▸ What the task requires
Decide whether each statement agrees with the R missing-values text below, answering yes or no and quoting the words of the text that settle it. 1. Missing values in factors are shown in R as <NA>. 2. NaN stands for Not Available. 3. The function is.na() removes missing values from an object.

▸ Document text
'''

Basic skills in R: Getting data into and out of R
Dealing with missing values (NAs) during and after data import
NA and NaN: how can you deal with this? Until now we have only worked with datasets in which all data were completely present. But this is the exception rather than the rule; much more often values are missing in dataset. Missing values are referred to in R as NA ( Not Available) in numerical datasets and as <NA> in factors. Please note that NA differs from NaN ; the latter is an acronym for Not a Number. Division by zero produces such a value in the following session:
> 0/0 [1] NaN > 1/0-1/0 [1] NaN
Missing values lead to problems when executing R functions. For example, in the session below, adding elements of the vector y
does not produce a number:
> class(y)
[1] "numeric"
> sum(y)
[1] NA
But fortunately, many functions have an option na.rm=TRUE
to indicate that missing values can be removed before the function is applied:
> sum(y, na.rm=TRUE)
[1] 6
Detecting missing values in an object can be done with the function is.na()
. The result of calling this function is a logical object indicating the location(s) where values are missing. Missing values can be removed using the function na.omit()
.
> is.na(y)
[1] FALSE FALSE TRUE FALSE
> which(is.na(y)) # which position has no value?
[1] 3
> na.omit(y)

'''

▸ Information supplied
'''

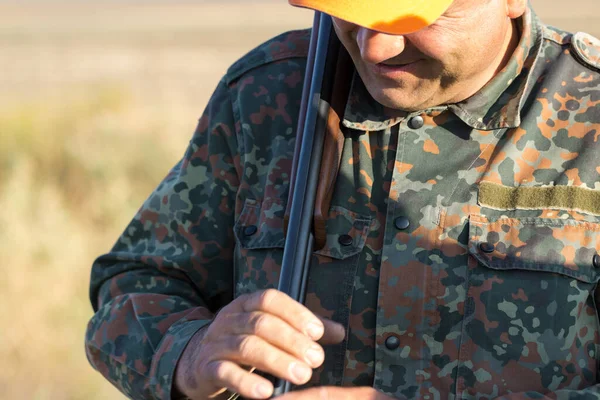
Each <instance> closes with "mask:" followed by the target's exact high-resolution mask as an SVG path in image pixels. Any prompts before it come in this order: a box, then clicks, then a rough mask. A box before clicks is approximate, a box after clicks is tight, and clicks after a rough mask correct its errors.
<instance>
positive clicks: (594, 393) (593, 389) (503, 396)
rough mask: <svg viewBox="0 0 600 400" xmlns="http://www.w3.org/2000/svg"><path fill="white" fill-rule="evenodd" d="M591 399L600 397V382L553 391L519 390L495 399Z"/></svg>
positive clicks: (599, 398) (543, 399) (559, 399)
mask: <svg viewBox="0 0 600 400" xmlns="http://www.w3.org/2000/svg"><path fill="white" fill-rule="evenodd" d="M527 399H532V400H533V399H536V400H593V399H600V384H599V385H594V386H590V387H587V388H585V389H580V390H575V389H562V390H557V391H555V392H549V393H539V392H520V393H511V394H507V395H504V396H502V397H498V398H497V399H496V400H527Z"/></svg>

'''
'''

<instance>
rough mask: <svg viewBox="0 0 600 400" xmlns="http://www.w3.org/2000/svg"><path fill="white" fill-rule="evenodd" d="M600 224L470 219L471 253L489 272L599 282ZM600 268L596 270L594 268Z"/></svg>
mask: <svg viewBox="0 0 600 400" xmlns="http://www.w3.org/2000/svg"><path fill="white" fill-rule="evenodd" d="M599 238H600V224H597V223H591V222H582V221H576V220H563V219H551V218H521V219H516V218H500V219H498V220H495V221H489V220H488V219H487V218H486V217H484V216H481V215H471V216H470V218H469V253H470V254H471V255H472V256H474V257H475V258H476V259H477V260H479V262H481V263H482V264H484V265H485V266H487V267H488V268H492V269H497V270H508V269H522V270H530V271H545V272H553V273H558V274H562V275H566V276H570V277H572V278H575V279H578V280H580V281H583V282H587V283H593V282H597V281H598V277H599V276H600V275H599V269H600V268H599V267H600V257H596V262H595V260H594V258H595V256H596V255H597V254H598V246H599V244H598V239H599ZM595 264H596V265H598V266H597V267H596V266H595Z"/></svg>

'''

▸ Result of this task
1. Yes: "Missing values are referred to in R as NA ( Not Available) in numerical datasets and as <NA> in factors."
2. No: "the latter is an acronym for Not a Number."
3. No: "The result of calling this function is a logical object indicating the location(s) where values are missing. Missing values can be removed using the function na.omit()"